JOB A »
Identify each row below that contains the word "pole", and copy those rows.

Elementary questions about error estimation

[jonjacson]

Homework Statement

We measure the temperature with a thermometer and we get these results:

3.3 +- 0.1 ºC
3.5 +- 0.1 ºC
3.6 +- 0.1 ºC

What is the temperature?

Homework Equations

Average = Sum of values/amount of measurementes

The Attempt at a Solution

Well, I calculate the average and I get 3.4666666666 period.

The sensibility of the thermometer is 0.1 ºC so I can't give more than 1 decimal number so I guess the solution is:

3.4 +- 0.1 ºC ( I just rounded the number 3.4666 to the first decimal place)

Is this correct?

 

[haruspex]

Homework Statement

We measure the temperature with a thermometer and we get these results:

3.3 +- 0.1 ºC
3.5 +- 0.1 ºC
3.6 +- 0.1 ºC

What is the temperature?

Homework Equations

Average = Sum of values/amount of measurementes

The Attempt at a Solution

Well, I calculate the average and I get 3.4666666666 period.

RECORDS FOR THE TASK »
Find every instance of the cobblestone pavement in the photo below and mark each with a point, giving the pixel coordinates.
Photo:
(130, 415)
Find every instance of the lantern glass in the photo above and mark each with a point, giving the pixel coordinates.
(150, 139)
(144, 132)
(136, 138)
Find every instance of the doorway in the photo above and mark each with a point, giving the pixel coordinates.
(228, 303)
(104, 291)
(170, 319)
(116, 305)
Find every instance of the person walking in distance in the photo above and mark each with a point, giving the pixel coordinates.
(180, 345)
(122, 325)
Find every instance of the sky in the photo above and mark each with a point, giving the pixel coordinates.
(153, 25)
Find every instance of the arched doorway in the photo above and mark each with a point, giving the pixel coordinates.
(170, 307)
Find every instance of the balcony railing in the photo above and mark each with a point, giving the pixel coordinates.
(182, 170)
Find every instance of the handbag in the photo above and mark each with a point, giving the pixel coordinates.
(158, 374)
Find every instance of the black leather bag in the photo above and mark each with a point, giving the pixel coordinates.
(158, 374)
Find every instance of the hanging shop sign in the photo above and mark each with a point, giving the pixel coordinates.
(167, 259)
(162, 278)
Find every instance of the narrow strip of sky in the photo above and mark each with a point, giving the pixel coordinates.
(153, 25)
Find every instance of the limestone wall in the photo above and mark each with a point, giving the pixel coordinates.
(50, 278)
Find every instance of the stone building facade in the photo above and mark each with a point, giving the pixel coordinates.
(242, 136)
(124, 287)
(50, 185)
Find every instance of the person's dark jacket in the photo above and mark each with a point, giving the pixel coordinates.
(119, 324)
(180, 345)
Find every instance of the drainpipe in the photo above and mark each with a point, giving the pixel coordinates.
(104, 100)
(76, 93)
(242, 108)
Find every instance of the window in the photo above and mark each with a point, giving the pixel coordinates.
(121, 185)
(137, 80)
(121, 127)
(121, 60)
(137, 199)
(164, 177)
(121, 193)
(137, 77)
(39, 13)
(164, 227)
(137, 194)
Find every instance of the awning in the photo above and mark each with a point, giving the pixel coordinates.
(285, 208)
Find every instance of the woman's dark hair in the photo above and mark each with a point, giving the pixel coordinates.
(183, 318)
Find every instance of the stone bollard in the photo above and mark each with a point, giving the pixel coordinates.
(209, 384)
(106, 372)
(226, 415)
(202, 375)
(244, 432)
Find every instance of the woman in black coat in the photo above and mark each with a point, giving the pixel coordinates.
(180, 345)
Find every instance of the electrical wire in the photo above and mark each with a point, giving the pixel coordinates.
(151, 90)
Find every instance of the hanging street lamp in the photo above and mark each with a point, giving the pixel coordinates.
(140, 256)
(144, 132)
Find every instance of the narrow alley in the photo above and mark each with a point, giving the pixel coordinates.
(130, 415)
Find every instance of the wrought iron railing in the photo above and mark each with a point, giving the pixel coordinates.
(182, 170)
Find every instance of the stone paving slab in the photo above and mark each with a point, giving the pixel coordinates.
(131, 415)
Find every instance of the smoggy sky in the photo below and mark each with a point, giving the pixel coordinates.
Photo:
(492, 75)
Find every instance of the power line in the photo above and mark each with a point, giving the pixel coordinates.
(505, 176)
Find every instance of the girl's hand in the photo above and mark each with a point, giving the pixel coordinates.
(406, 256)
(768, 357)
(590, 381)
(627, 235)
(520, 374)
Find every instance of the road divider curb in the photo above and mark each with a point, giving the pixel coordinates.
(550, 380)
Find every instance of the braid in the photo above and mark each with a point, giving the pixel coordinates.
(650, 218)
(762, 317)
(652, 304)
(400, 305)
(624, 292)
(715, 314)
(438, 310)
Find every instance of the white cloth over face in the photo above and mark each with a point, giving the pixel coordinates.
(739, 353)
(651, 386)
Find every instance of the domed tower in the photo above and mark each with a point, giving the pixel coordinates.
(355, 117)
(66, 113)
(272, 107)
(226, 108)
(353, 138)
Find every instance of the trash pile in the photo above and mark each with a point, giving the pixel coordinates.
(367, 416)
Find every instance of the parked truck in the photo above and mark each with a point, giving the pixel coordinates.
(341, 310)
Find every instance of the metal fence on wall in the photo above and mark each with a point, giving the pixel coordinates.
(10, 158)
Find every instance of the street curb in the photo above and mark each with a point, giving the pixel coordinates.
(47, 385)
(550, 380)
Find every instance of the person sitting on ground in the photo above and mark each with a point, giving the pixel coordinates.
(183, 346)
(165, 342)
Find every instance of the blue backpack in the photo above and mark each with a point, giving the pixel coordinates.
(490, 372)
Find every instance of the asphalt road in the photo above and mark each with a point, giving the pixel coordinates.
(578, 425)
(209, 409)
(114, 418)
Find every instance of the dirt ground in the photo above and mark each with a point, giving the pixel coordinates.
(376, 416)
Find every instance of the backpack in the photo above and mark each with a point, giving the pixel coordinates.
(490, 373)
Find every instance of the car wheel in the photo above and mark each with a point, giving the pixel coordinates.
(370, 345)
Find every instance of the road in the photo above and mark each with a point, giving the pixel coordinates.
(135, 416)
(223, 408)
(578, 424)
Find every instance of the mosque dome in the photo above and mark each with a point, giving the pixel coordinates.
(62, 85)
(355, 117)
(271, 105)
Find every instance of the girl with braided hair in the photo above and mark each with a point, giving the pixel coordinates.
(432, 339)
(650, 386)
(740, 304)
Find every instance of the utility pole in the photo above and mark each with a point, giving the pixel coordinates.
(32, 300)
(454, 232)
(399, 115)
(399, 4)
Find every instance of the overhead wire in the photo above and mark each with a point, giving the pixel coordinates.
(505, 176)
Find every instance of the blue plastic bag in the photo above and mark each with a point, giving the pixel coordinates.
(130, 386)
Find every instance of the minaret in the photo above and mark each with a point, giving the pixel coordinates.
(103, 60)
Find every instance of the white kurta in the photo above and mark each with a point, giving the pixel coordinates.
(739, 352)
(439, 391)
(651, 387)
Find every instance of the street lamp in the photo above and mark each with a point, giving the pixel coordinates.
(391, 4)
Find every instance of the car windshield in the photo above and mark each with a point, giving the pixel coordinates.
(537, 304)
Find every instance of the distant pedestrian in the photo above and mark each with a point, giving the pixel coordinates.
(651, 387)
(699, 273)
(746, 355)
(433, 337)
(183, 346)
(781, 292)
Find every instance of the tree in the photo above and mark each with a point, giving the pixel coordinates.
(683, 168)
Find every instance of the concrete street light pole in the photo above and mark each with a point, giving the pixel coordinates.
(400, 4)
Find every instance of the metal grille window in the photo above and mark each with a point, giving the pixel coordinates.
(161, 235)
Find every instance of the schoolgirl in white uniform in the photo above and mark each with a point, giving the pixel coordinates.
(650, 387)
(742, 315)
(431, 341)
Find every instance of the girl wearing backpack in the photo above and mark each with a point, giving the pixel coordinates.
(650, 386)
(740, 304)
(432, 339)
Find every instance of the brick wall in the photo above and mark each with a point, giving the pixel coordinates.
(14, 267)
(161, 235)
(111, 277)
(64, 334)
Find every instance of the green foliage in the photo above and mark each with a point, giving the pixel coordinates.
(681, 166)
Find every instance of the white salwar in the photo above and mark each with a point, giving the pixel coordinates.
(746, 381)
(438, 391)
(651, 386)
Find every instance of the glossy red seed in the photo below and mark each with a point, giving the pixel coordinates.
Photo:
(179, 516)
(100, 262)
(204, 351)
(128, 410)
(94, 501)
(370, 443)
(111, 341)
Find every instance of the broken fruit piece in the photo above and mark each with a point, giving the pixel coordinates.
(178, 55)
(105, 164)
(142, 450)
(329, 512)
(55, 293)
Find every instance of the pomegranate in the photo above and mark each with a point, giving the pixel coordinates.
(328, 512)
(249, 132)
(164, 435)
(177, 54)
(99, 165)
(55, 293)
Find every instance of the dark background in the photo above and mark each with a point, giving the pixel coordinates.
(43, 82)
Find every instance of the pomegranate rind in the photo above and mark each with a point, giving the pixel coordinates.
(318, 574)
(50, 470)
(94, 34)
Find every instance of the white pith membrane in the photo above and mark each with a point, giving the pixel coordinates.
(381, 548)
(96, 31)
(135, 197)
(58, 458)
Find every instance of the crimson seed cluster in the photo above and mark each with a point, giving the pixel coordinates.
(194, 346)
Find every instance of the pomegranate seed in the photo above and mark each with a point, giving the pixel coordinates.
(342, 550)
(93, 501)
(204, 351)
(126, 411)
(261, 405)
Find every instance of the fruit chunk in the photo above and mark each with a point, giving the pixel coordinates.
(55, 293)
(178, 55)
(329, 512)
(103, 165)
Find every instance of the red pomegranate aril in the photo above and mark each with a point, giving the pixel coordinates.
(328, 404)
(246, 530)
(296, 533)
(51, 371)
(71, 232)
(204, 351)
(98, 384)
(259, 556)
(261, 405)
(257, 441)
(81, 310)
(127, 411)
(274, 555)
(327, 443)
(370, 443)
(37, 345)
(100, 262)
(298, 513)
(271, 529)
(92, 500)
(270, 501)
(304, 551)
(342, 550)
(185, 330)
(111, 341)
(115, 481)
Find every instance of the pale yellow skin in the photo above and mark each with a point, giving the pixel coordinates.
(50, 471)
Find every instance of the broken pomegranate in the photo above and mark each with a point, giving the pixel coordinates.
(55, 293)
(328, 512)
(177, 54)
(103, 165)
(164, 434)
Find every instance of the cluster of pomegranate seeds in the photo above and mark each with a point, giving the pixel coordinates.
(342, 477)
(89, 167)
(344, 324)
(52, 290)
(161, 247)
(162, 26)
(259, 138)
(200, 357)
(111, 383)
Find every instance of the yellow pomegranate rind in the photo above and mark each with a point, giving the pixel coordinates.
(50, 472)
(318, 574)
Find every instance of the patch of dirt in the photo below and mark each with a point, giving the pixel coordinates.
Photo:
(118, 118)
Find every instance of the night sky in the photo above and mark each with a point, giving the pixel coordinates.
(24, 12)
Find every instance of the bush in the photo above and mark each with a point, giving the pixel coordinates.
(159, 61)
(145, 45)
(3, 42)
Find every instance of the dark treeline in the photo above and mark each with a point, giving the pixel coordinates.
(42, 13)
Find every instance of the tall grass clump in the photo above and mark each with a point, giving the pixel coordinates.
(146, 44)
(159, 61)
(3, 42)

JOB B »
Rewrite the paragraph in the forum thread above that begins "The sensibility of the thermometer" in a single shorter sentence.

COMPLETE OUTPUT A »
Find every instance of the utility pole in the photo above and mark each with a point, giving the pixel coordinates.
Find every instance of the concrete street light pole in the photo above and mark each with a point, giving the pixel coordinates.

COMPLETE OUTPUT B »
Because the thermometer's sensitivity is 0.1 ºC, the result can be given to only one decimal place, which leads to the guessed solution.